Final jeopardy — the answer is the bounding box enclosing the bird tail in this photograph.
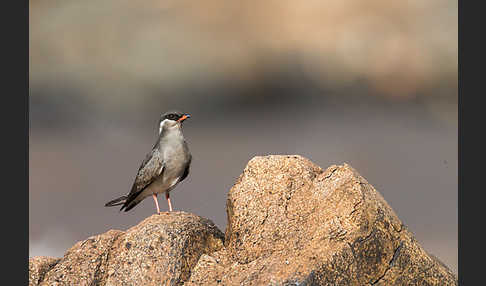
[105,196,127,207]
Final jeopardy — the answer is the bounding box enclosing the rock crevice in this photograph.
[29,155,457,286]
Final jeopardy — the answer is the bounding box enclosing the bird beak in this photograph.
[177,113,191,122]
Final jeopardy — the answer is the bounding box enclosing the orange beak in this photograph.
[177,114,191,122]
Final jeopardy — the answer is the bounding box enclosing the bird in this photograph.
[105,111,192,214]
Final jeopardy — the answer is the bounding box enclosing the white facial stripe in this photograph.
[159,119,178,134]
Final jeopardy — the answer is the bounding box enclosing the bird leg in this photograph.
[165,192,172,211]
[152,194,160,214]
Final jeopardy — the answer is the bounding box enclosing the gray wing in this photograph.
[179,154,192,182]
[127,148,164,203]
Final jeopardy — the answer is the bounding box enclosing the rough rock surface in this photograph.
[29,155,458,286]
[185,156,457,285]
[29,256,59,286]
[31,212,223,286]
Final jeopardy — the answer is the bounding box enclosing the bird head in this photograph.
[159,111,191,134]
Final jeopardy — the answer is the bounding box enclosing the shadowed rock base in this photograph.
[29,156,458,285]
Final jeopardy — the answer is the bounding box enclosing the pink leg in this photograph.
[152,194,160,214]
[165,192,172,211]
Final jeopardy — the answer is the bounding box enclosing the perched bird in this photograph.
[105,111,192,214]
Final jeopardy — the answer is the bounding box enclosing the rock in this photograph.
[29,156,458,286]
[185,156,457,285]
[29,256,60,286]
[33,212,223,286]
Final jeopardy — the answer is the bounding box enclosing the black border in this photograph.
[0,1,29,285]
[458,1,478,285]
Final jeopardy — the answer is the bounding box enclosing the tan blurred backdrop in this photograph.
[29,0,458,273]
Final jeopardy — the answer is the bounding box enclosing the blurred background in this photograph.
[29,0,458,273]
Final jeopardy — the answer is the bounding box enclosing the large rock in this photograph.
[29,256,60,286]
[185,156,457,285]
[31,212,223,286]
[29,156,457,286]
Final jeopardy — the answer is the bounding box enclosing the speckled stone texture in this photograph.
[29,256,60,286]
[184,156,457,285]
[29,155,458,286]
[29,212,223,286]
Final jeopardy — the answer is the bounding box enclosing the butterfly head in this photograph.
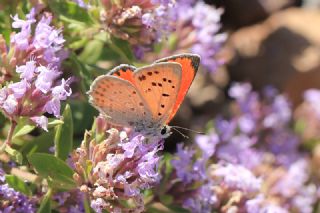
[133,122,172,139]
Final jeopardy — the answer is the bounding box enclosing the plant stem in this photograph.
[5,119,17,146]
[83,193,92,213]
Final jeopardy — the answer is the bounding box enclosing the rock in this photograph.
[211,0,301,27]
[227,8,320,104]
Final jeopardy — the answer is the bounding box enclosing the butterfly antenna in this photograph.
[171,126,205,134]
[171,126,189,139]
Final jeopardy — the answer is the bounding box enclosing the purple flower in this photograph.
[176,1,227,72]
[304,89,320,118]
[0,184,36,213]
[2,94,18,114]
[171,144,195,183]
[211,164,262,193]
[72,129,163,212]
[182,182,218,213]
[272,159,309,197]
[35,66,59,94]
[31,115,48,132]
[0,9,72,128]
[195,134,219,158]
[16,60,36,82]
[8,80,30,98]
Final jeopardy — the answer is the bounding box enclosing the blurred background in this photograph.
[167,0,320,149]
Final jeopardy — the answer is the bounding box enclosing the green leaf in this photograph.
[4,145,23,164]
[28,153,75,189]
[13,118,36,138]
[79,39,104,64]
[37,189,52,213]
[54,104,73,160]
[5,175,32,196]
[19,131,54,156]
[47,0,93,24]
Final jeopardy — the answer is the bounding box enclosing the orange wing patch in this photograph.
[155,54,200,122]
[109,64,137,84]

**********

WORK REQUIRED:
Rewrite all the data above, substituting "image" for every "photograph" and changing nothing else. Omit the pictures.

EXPECTED OUTPUT:
Final jeopardy — the answer is the bounding box enclosing the bird tail in this image.
[105,196,127,207]
Final jeopardy — the answer is the bounding box enclosing the rock crevice in this image.
[29,155,457,286]
Final jeopardy — the answer is the bounding box enclosing the bird beak in this image.
[177,113,191,122]
Final jeopardy — the answer is the bounding box enclosing the orange beak in this image.
[177,114,191,122]
Final jeopardy — the answer is the bounding box enclosing the bird in this image.
[105,111,192,214]
Final jeopardy — the answer is the bounding box enclosing the white facial stripe in this image.
[159,119,178,134]
Final jeopardy — the answer is the bounding box enclosing the bird leg in this image.
[165,192,172,211]
[152,194,160,214]
Final jeopardy — the answer is the bounding box enclosing the gray wing in this image.
[179,154,192,182]
[127,148,164,203]
Final jeopardy — the answer is the bounding box enclosing the rough rock surface in this image.
[29,155,458,286]
[185,156,457,285]
[29,256,59,286]
[31,212,223,286]
Final jeopardy — the answer is the bounding box enclosing the bird head in this image.
[159,111,191,134]
Final jeopardy — the answer is the bounding box enclosing the shadowed rock base in this image.
[29,156,458,285]
Final jeopardy — the answer is the bounding box enclosing the pink leg in this image.
[152,194,160,214]
[165,192,172,211]
Final jeopardy — the answer is the bounding box enclosing the perched bird in this image.
[105,111,192,214]
Final jeopardy — the answer is the bounding box enclosing the rock in this image.
[29,156,458,286]
[185,156,457,285]
[29,256,60,286]
[33,212,223,286]
Final jeopardy — the answer is the bounding box enclosing the black border in this image.
[0,1,29,285]
[458,1,478,285]
Final jeopardy — the answer is the bounding box enclosing the tan blurred backdrop in this image.
[29,0,458,273]
Final jeopardy — the answer is the bounding box enclosing the blurred background in this image.
[29,0,458,273]
Final jeopardy — the answer is the bounding box enclosing the large rock in this image.
[29,256,60,286]
[185,156,457,285]
[31,212,223,286]
[29,156,457,286]
Final jeopardy — the answer is the bounding box enclosing the speckled stone texture in this image.
[29,256,60,286]
[184,156,457,285]
[29,155,458,286]
[29,212,223,286]
Final jeopardy — the answer is the bounding box enclosing the butterfly head in this image.
[133,122,172,139]
Final jeopardy — the answer is the bounding box enclosing the plant stem in this image.
[5,119,17,146]
[83,193,92,213]
Final jeopardy — the answer is the bounding box enclosing the rock in this image.
[211,0,301,27]
[227,8,320,104]
Final jeopardy — the answer is the bounding box enclosing the butterfly antenna in this image.
[171,126,205,134]
[171,126,189,139]
Final jeopardy — the answer is the bounding box enclosing the purple flower in this image.
[176,1,227,72]
[304,89,320,118]
[0,184,36,213]
[2,94,18,114]
[171,144,195,183]
[211,164,262,193]
[72,129,163,212]
[182,182,218,213]
[272,159,309,197]
[35,66,59,94]
[31,115,48,132]
[0,9,72,128]
[195,134,219,158]
[16,60,36,82]
[8,80,30,98]
Final jeopardy — the answer is the bounding box enclosing the blurred background in this image.
[167,0,320,149]
Final jeopardy — the answer is the bounding box enclosing the green leaf in this image.
[4,145,23,164]
[28,153,75,189]
[13,118,36,138]
[79,39,104,64]
[37,189,52,213]
[54,104,73,160]
[5,175,32,196]
[19,131,54,156]
[47,0,93,24]
Final jeopardy — the answer is the bounding box enclosing the orange wing patch in this image.
[155,54,200,122]
[109,64,137,84]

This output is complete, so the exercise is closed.